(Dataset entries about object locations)
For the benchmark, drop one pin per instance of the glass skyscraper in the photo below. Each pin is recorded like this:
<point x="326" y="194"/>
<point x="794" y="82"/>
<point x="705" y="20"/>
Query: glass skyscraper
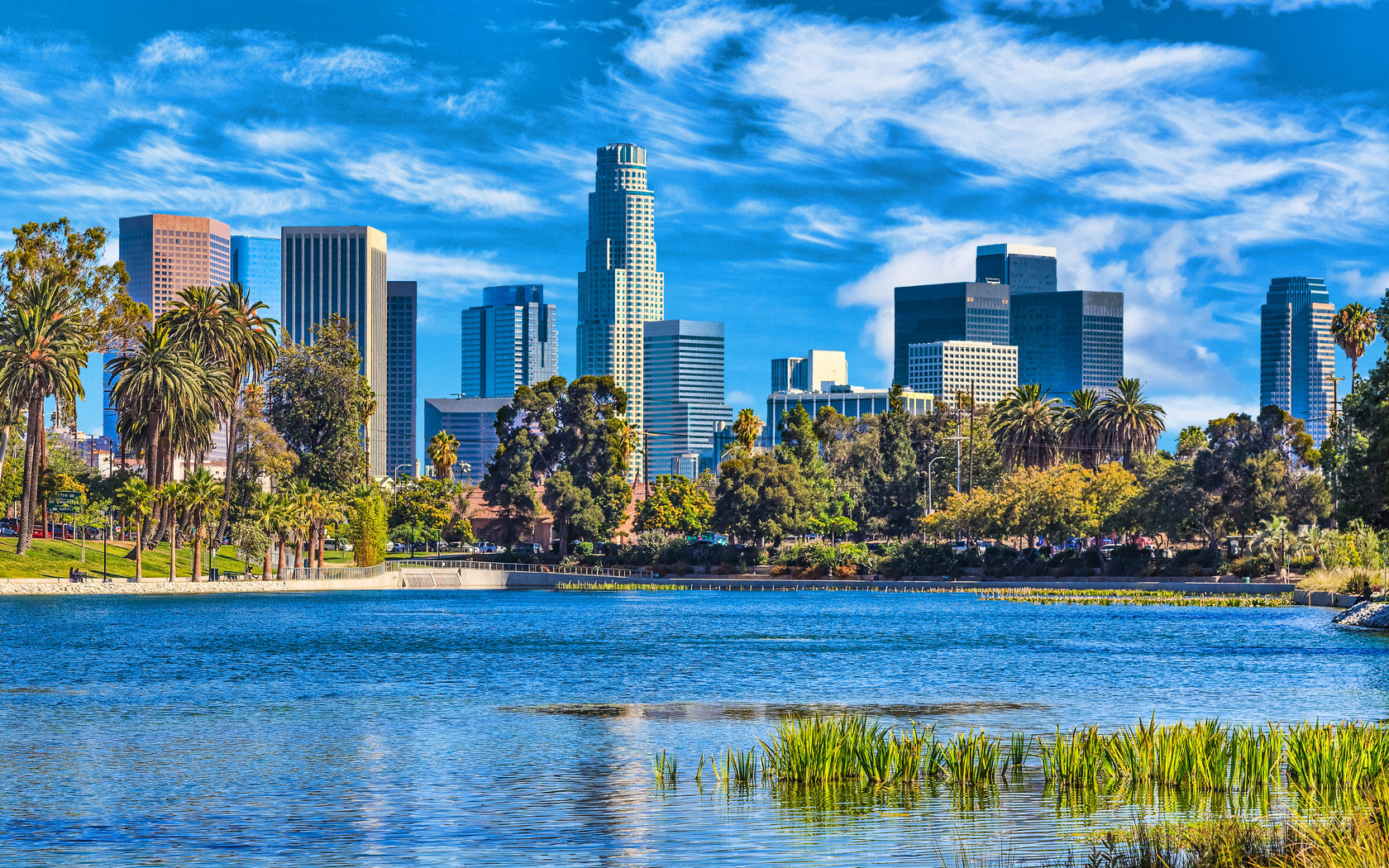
<point x="1296" y="351"/>
<point x="341" y="269"/>
<point x="255" y="267"/>
<point x="684" y="390"/>
<point x="510" y="341"/>
<point x="400" y="377"/>
<point x="1070" y="341"/>
<point x="1023" y="267"/>
<point x="946" y="312"/>
<point x="620" y="288"/>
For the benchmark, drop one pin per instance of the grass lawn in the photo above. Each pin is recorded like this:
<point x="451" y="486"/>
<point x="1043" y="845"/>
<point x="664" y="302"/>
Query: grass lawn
<point x="53" y="559"/>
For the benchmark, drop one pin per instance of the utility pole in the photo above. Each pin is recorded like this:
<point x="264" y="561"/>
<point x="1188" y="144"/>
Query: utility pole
<point x="971" y="436"/>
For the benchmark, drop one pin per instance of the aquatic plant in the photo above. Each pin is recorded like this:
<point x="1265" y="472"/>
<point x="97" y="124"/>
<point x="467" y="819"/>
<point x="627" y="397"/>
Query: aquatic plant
<point x="664" y="768"/>
<point x="972" y="759"/>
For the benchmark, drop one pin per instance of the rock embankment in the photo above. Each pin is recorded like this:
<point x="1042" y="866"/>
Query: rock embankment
<point x="1366" y="614"/>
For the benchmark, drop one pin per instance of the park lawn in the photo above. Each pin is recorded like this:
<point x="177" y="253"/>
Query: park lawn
<point x="53" y="559"/>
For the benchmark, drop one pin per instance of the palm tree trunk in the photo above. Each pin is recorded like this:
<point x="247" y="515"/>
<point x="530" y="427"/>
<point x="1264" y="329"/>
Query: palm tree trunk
<point x="31" y="475"/>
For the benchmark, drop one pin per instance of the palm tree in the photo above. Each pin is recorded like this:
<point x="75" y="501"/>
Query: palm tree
<point x="747" y="428"/>
<point x="443" y="453"/>
<point x="1129" y="421"/>
<point x="263" y="514"/>
<point x="169" y="496"/>
<point x="1080" y="425"/>
<point x="136" y="498"/>
<point x="1024" y="425"/>
<point x="1354" y="328"/>
<point x="202" y="498"/>
<point x="42" y="353"/>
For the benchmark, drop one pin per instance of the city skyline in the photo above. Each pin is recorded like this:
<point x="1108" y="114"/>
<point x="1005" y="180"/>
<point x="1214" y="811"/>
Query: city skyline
<point x="780" y="189"/>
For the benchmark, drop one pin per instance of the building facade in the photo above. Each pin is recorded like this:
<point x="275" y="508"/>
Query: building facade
<point x="165" y="255"/>
<point x="819" y="371"/>
<point x="510" y="341"/>
<point x="853" y="402"/>
<point x="402" y="314"/>
<point x="620" y="286"/>
<point x="1023" y="267"/>
<point x="1070" y="341"/>
<point x="943" y="369"/>
<point x="947" y="312"/>
<point x="684" y="392"/>
<point x="341" y="269"/>
<point x="473" y="421"/>
<point x="1296" y="351"/>
<point x="255" y="267"/>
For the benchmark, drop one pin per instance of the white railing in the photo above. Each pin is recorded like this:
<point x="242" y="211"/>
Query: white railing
<point x="617" y="573"/>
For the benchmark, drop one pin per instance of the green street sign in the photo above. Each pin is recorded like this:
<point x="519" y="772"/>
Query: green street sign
<point x="65" y="502"/>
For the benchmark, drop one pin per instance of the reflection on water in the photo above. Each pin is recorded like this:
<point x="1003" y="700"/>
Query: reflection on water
<point x="459" y="728"/>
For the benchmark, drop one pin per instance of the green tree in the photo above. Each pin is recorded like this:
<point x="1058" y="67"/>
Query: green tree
<point x="1129" y="424"/>
<point x="43" y="349"/>
<point x="320" y="403"/>
<point x="1024" y="427"/>
<point x="1080" y="424"/>
<point x="136" y="500"/>
<point x="369" y="527"/>
<point x="760" y="498"/>
<point x="675" y="506"/>
<point x="892" y="494"/>
<point x="1354" y="328"/>
<point x="443" y="453"/>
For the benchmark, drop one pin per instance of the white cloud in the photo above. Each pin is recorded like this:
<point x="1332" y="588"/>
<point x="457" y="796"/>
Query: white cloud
<point x="408" y="177"/>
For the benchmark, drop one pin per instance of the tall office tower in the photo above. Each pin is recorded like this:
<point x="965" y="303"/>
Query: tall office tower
<point x="1023" y="267"/>
<point x="163" y="255"/>
<point x="1296" y="351"/>
<point x="255" y="267"/>
<point x="512" y="339"/>
<point x="1070" y="341"/>
<point x="620" y="288"/>
<point x="341" y="269"/>
<point x="473" y="421"/>
<point x="949" y="367"/>
<point x="400" y="377"/>
<point x="816" y="373"/>
<point x="684" y="390"/>
<point x="947" y="312"/>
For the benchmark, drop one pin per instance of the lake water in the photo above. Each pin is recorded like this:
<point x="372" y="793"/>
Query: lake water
<point x="485" y="728"/>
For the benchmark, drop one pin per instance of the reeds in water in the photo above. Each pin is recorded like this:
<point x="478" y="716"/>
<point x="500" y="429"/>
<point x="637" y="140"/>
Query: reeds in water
<point x="972" y="759"/>
<point x="1325" y="757"/>
<point x="664" y="768"/>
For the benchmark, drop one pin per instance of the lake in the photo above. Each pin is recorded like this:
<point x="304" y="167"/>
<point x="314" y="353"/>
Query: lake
<point x="517" y="728"/>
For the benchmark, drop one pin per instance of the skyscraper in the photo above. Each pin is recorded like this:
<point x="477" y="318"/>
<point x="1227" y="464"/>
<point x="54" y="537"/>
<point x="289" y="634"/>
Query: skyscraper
<point x="814" y="373"/>
<point x="1023" y="267"/>
<point x="512" y="339"/>
<point x="341" y="269"/>
<point x="620" y="288"/>
<point x="1068" y="341"/>
<point x="255" y="267"/>
<point x="684" y="390"/>
<point x="400" y="377"/>
<point x="946" y="312"/>
<point x="163" y="255"/>
<point x="1296" y="351"/>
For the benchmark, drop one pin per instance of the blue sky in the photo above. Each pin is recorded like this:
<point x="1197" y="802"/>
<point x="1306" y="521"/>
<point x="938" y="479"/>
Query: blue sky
<point x="806" y="157"/>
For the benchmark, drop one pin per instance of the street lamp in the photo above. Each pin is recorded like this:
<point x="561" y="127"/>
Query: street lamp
<point x="929" y="481"/>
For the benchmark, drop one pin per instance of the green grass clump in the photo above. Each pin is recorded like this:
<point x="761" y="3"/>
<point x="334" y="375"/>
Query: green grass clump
<point x="1329" y="757"/>
<point x="616" y="586"/>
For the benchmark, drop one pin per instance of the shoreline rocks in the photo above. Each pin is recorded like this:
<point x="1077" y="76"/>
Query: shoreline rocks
<point x="1368" y="614"/>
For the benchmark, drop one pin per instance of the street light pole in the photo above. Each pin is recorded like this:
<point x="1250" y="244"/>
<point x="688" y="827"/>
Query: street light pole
<point x="931" y="508"/>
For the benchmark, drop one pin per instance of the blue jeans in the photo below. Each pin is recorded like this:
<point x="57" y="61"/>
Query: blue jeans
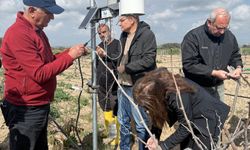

### PROMPT
Pick out every line in the entries above that contains the word "tall", and copy each of those lines.

### TASK OUTPUT
For the benchmark, drop one pin per instance of the tall office tower in the photo above. Each pin is recorded like this:
Query: tall office tower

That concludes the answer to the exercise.